(Phrase grounding data)
━━━━━━━━

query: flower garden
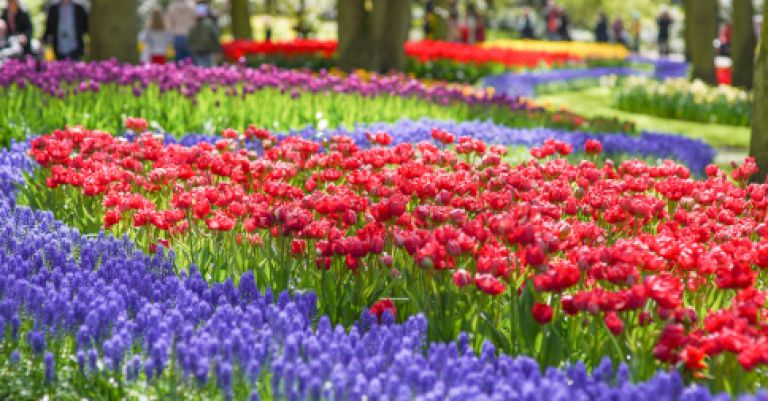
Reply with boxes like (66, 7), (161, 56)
(0, 38), (765, 401)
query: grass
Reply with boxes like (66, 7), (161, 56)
(536, 86), (750, 150)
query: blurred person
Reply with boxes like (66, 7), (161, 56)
(166, 0), (196, 61)
(612, 17), (626, 46)
(519, 7), (535, 39)
(544, 0), (559, 40)
(657, 9), (672, 56)
(140, 9), (172, 65)
(718, 21), (731, 56)
(595, 12), (609, 43)
(196, 0), (219, 28)
(557, 7), (570, 41)
(446, 8), (461, 42)
(0, 19), (23, 61)
(423, 1), (437, 40)
(629, 11), (641, 52)
(188, 3), (219, 67)
(464, 3), (484, 44)
(43, 0), (88, 60)
(1, 0), (32, 55)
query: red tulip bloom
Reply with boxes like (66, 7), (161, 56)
(475, 274), (506, 295)
(370, 298), (397, 322)
(604, 311), (624, 336)
(531, 303), (553, 324)
(453, 269), (471, 288)
(584, 139), (603, 155)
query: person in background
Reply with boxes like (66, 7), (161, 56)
(446, 8), (461, 42)
(0, 19), (23, 61)
(519, 7), (535, 39)
(718, 21), (732, 56)
(423, 1), (436, 40)
(140, 8), (171, 65)
(557, 7), (571, 41)
(0, 19), (7, 47)
(656, 9), (672, 57)
(187, 3), (219, 67)
(43, 0), (88, 60)
(612, 17), (626, 46)
(595, 12), (609, 43)
(629, 11), (641, 52)
(544, 0), (559, 40)
(465, 3), (484, 44)
(166, 0), (196, 62)
(197, 0), (219, 28)
(1, 0), (32, 56)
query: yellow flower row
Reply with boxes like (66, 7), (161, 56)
(483, 39), (629, 60)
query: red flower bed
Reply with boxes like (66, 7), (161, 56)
(221, 39), (576, 68)
(25, 120), (768, 376)
(222, 39), (337, 61)
(404, 40), (575, 67)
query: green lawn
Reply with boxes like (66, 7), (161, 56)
(537, 86), (750, 150)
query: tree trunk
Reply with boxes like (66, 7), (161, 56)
(370, 0), (411, 72)
(683, 0), (693, 61)
(750, 3), (768, 183)
(732, 0), (755, 89)
(231, 0), (253, 39)
(89, 0), (139, 63)
(688, 0), (717, 84)
(338, 0), (369, 70)
(338, 0), (412, 72)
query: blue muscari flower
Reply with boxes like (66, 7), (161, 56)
(381, 310), (396, 326)
(593, 356), (614, 383)
(27, 329), (45, 355)
(43, 352), (55, 383)
(9, 349), (19, 365)
(483, 67), (645, 98)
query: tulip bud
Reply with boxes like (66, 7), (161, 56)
(452, 269), (471, 288)
(379, 254), (393, 267)
(638, 311), (652, 326)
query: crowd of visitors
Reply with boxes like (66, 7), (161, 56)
(0, 0), (220, 66)
(142, 0), (220, 66)
(515, 1), (674, 56)
(424, 1), (486, 44)
(0, 0), (88, 61)
(0, 1), (686, 65)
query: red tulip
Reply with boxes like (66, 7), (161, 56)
(531, 303), (553, 324)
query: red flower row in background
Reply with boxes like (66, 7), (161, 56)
(25, 119), (768, 379)
(222, 39), (576, 68)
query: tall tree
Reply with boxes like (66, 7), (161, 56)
(684, 0), (717, 84)
(90, 0), (139, 63)
(732, 0), (756, 89)
(682, 0), (693, 61)
(338, 0), (412, 72)
(231, 0), (254, 39)
(750, 1), (768, 182)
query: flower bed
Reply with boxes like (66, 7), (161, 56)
(482, 39), (630, 60)
(17, 118), (768, 393)
(0, 139), (762, 399)
(0, 59), (635, 144)
(221, 39), (583, 84)
(0, 137), (764, 400)
(614, 76), (751, 126)
(482, 67), (644, 98)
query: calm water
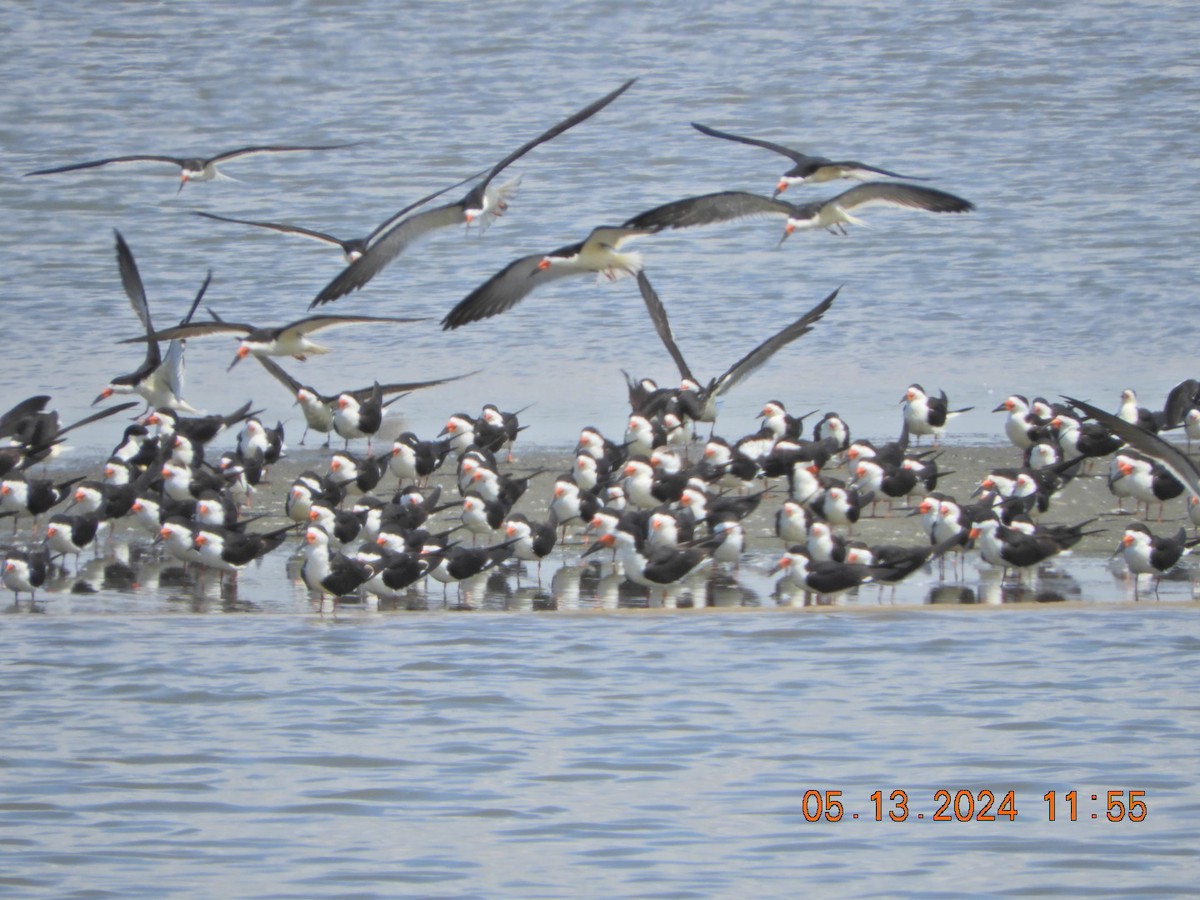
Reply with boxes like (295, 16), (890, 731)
(2, 0), (1199, 894)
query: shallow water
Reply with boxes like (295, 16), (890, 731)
(3, 0), (1200, 895)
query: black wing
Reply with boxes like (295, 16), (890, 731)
(624, 191), (794, 232)
(464, 78), (636, 205)
(441, 249), (586, 330)
(25, 154), (183, 176)
(691, 122), (814, 165)
(713, 286), (839, 397)
(206, 143), (358, 164)
(193, 211), (348, 250)
(635, 272), (695, 384)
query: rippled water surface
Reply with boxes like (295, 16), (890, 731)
(4, 611), (1199, 897)
(3, 0), (1199, 894)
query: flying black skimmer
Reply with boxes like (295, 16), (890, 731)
(96, 230), (209, 412)
(624, 183), (974, 243)
(311, 78), (636, 307)
(25, 143), (355, 192)
(190, 166), (485, 263)
(691, 122), (928, 197)
(123, 311), (426, 370)
(441, 225), (649, 329)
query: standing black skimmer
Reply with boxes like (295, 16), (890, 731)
(1117, 522), (1198, 599)
(993, 394), (1048, 450)
(193, 523), (297, 577)
(1116, 389), (1163, 433)
(770, 547), (879, 604)
(96, 231), (210, 412)
(332, 383), (398, 450)
(585, 527), (713, 600)
(691, 122), (927, 196)
(624, 184), (973, 244)
(25, 143), (355, 192)
(124, 312), (426, 370)
(441, 225), (650, 329)
(3, 548), (49, 604)
(635, 273), (839, 427)
(311, 78), (636, 307)
(902, 384), (973, 446)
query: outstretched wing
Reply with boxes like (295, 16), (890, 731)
(441, 250), (585, 330)
(282, 314), (428, 338)
(829, 183), (975, 215)
(26, 154), (183, 176)
(193, 211), (348, 249)
(691, 122), (814, 165)
(467, 79), (636, 203)
(624, 191), (794, 232)
(206, 143), (358, 164)
(635, 271), (695, 384)
(714, 286), (839, 397)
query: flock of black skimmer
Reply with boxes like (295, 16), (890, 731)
(8, 79), (1198, 610)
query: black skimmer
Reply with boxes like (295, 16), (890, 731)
(474, 404), (530, 461)
(623, 183), (974, 244)
(311, 78), (636, 307)
(1117, 389), (1163, 433)
(992, 394), (1048, 450)
(968, 515), (1074, 578)
(585, 527), (713, 598)
(1049, 411), (1122, 463)
(440, 225), (650, 329)
(1, 473), (86, 526)
(26, 143), (355, 192)
(44, 512), (102, 569)
(3, 548), (49, 604)
(691, 122), (927, 196)
(125, 312), (427, 370)
(503, 512), (558, 582)
(96, 231), (210, 412)
(192, 522), (296, 572)
(770, 547), (878, 604)
(389, 433), (453, 485)
(902, 384), (973, 446)
(635, 273), (839, 426)
(190, 166), (486, 263)
(1117, 522), (1198, 599)
(300, 525), (375, 601)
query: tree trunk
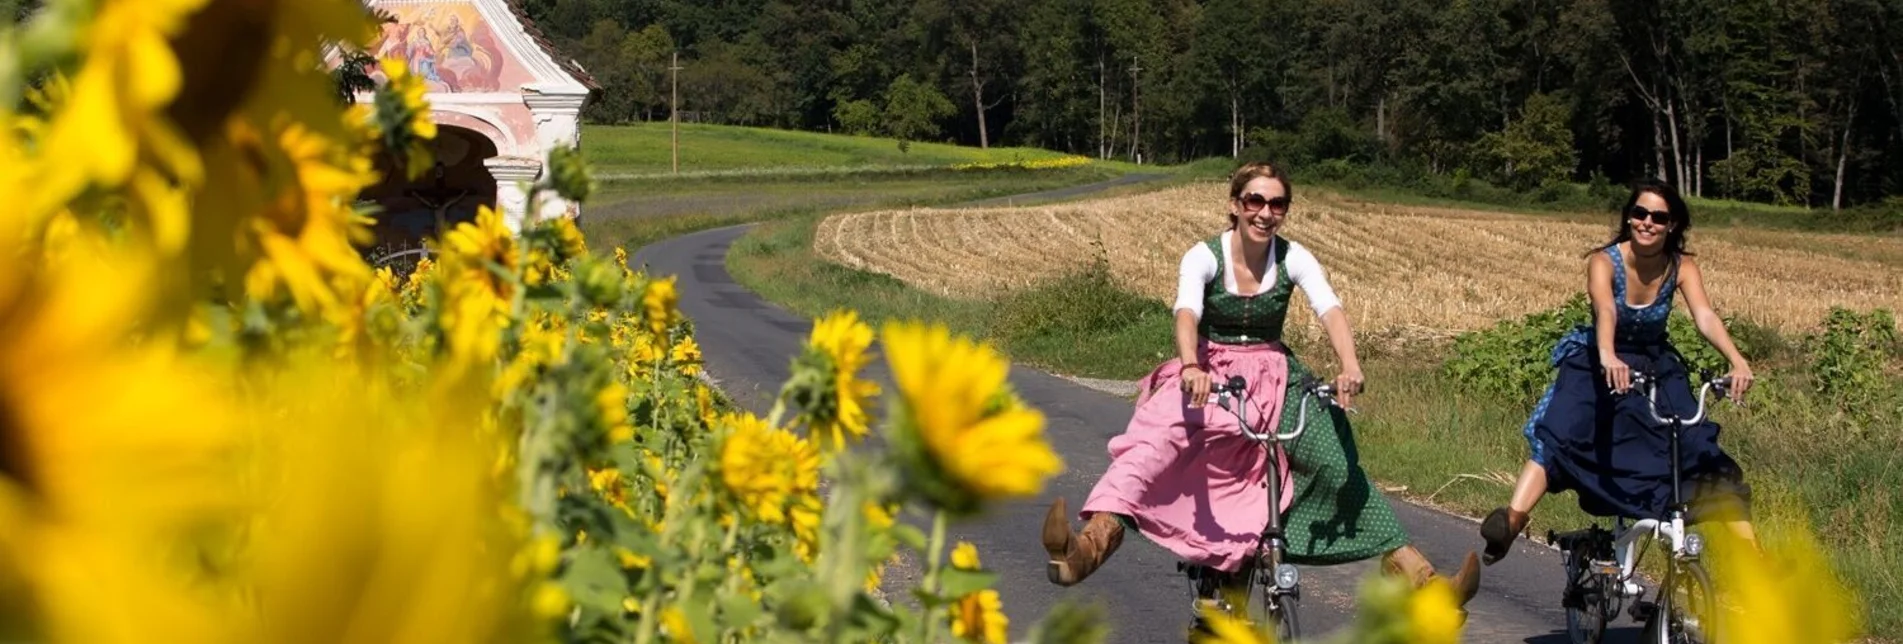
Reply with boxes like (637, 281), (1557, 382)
(1652, 110), (1669, 182)
(1098, 54), (1108, 159)
(1230, 88), (1240, 158)
(1376, 94), (1388, 147)
(1666, 100), (1685, 188)
(970, 40), (989, 149)
(1694, 143), (1703, 197)
(1834, 102), (1856, 211)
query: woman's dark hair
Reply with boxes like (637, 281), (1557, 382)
(1227, 161), (1292, 229)
(1589, 178), (1693, 258)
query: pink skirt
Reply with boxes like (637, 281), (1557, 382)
(1080, 340), (1297, 573)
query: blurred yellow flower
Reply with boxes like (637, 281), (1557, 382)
(880, 320), (1061, 501)
(806, 310), (879, 451)
(1408, 578), (1462, 644)
(379, 60), (437, 141)
(31, 0), (207, 238)
(587, 467), (630, 514)
(791, 495), (823, 563)
(240, 120), (377, 315)
(1191, 605), (1274, 644)
(661, 606), (698, 644)
(1704, 528), (1861, 644)
(951, 589), (1008, 644)
(442, 206), (520, 303)
(643, 275), (679, 336)
(717, 413), (819, 525)
(951, 541), (982, 570)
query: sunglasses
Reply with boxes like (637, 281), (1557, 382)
(1238, 193), (1291, 213)
(1626, 205), (1678, 226)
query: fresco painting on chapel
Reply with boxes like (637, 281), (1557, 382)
(368, 2), (528, 93)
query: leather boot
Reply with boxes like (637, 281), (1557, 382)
(1382, 544), (1482, 609)
(1041, 497), (1124, 586)
(1480, 507), (1530, 565)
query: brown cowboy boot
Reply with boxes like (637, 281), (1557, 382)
(1480, 507), (1530, 565)
(1041, 497), (1125, 586)
(1382, 544), (1482, 609)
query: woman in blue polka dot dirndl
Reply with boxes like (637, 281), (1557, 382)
(1480, 179), (1762, 565)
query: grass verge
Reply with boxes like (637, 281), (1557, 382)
(578, 166), (1127, 254)
(729, 209), (1901, 641)
(582, 122), (1143, 176)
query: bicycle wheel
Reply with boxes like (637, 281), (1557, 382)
(1562, 545), (1608, 644)
(1258, 551), (1301, 642)
(1644, 560), (1716, 644)
(1265, 592), (1300, 642)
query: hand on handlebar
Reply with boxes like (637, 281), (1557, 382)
(1722, 365), (1753, 404)
(1181, 364), (1213, 407)
(1333, 369), (1364, 409)
(1601, 352), (1633, 394)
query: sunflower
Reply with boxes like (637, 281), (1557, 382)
(716, 413), (819, 526)
(879, 320), (1061, 509)
(642, 276), (679, 336)
(440, 206), (520, 304)
(670, 336), (703, 377)
(1407, 579), (1462, 644)
(1190, 606), (1274, 644)
(1703, 527), (1861, 644)
(803, 310), (879, 451)
(950, 589), (1009, 644)
(28, 0), (208, 237)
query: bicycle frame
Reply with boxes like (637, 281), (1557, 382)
(1182, 372), (1335, 632)
(1570, 370), (1730, 642)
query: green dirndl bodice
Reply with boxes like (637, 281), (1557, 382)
(1196, 233), (1410, 564)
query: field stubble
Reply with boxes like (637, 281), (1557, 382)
(816, 183), (1903, 346)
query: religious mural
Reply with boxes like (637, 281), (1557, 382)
(369, 2), (508, 93)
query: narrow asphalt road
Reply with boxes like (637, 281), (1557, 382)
(629, 177), (1647, 643)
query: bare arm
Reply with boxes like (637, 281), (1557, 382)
(1317, 307), (1364, 408)
(1587, 253), (1631, 392)
(1284, 243), (1361, 407)
(1676, 257), (1754, 399)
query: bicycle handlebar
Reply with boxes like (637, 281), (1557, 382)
(1213, 374), (1337, 442)
(1628, 371), (1732, 426)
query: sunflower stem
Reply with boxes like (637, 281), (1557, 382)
(921, 509), (948, 643)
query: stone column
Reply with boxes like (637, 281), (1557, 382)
(483, 156), (543, 234)
(523, 88), (590, 222)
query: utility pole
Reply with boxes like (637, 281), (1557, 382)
(670, 51), (682, 175)
(1096, 54), (1106, 160)
(1129, 55), (1142, 164)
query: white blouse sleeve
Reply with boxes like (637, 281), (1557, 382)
(1173, 243), (1218, 319)
(1283, 241), (1342, 318)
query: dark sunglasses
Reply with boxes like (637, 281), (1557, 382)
(1626, 205), (1678, 225)
(1239, 193), (1291, 213)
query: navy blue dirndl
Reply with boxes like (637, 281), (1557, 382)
(1519, 246), (1750, 523)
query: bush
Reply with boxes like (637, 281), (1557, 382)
(1805, 307), (1900, 419)
(991, 243), (1162, 350)
(1443, 294), (1592, 404)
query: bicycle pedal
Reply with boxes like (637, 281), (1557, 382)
(1630, 601), (1658, 623)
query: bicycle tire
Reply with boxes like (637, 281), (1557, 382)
(1266, 592), (1300, 642)
(1563, 545), (1608, 644)
(1644, 560), (1716, 644)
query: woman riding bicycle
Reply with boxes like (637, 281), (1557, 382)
(1040, 161), (1482, 609)
(1480, 179), (1760, 565)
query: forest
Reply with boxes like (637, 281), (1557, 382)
(516, 0), (1903, 210)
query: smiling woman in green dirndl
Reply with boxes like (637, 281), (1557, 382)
(1038, 161), (1481, 610)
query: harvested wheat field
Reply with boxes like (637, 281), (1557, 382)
(814, 183), (1903, 344)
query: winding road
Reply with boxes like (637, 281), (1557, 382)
(629, 176), (1646, 643)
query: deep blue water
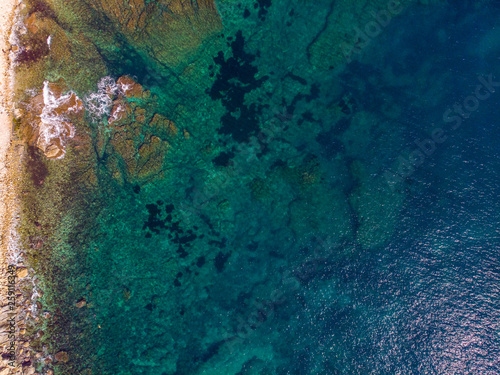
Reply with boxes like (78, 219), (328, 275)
(325, 3), (500, 373)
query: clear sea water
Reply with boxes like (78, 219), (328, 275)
(17, 0), (500, 374)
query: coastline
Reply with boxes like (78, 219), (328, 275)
(0, 1), (32, 374)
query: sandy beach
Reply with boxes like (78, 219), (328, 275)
(0, 1), (30, 374)
(0, 0), (16, 169)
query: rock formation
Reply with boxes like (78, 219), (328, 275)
(42, 0), (222, 70)
(100, 76), (179, 184)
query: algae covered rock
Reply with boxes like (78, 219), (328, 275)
(107, 125), (171, 184)
(12, 1), (453, 374)
(93, 76), (179, 184)
(82, 0), (223, 67)
(54, 351), (69, 363)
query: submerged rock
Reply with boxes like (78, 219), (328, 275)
(54, 351), (69, 363)
(14, 1), (455, 374)
(97, 76), (179, 184)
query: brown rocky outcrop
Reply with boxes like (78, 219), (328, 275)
(108, 100), (133, 125)
(149, 113), (179, 139)
(21, 81), (85, 160)
(117, 75), (143, 98)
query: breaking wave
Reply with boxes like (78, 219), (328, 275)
(85, 76), (122, 121)
(37, 81), (79, 159)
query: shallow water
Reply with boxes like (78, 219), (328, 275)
(14, 0), (500, 374)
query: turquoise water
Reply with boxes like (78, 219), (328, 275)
(17, 0), (500, 374)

━━━━━━━━

▸ **WHAT TO PRODUCE**
A complete answer reproduces every line of the records in which the word "blurred" occurs.

▸ **TASK ANSWER**
query: blurred person
query: blurred yellow flower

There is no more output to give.